━━ Supplied entries

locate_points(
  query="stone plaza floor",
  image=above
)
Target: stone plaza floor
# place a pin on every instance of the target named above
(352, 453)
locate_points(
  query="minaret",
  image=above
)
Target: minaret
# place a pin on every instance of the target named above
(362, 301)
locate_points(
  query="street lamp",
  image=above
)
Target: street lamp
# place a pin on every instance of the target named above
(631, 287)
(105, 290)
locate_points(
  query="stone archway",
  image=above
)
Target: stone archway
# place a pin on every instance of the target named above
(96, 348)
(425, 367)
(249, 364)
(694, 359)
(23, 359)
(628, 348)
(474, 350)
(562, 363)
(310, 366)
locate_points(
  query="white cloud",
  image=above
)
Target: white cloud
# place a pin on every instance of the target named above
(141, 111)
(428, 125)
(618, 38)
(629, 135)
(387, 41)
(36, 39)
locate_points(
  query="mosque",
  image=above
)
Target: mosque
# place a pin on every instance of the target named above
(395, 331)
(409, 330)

━━━━

▸ **What you have to do**:
Format the listing above as a numbered list with one line per entry, leaving out any blank lines.

▸ **Solved exercise**:
1. locate_points(
2.   query="stone plaza floor",
3.   image=above
4. )
5. Target: stone plaza floor
6. # place a pin on every instance of the target named above
7. (352, 453)
8. locate_points(
9.   query="minaret",
10.   image=above
11. )
12. Target: minaret
13. # place a pin on every instance of the target named above
14. (362, 301)
15. locate_points(
16.   query="street lamp",
17.   image=above
18. )
19. Target: street lamp
20. # place a pin on every instance of the target named above
21. (631, 287)
22. (105, 290)
23. locate_points(
24.   query="stone archway",
25.   image=above
26. )
27. Target: stone archway
28. # place a pin on every instance of the target named above
29. (96, 348)
30. (425, 367)
31. (249, 364)
32. (694, 359)
33. (23, 359)
34. (628, 348)
35. (474, 350)
36. (562, 363)
37. (310, 366)
38. locate_points(
39.   query="white cloud",
40.   image=above
41. )
42. Target: white cloud
43. # place a pin on every instance of the target named above
44. (141, 111)
45. (428, 125)
46. (618, 38)
47. (629, 135)
48. (387, 41)
49. (36, 39)
50. locate_points(
51.   query="mosque",
52.   image=above
53. )
54. Target: mosque
55. # place a pin on every instance of the target named above
56. (395, 331)
57. (409, 330)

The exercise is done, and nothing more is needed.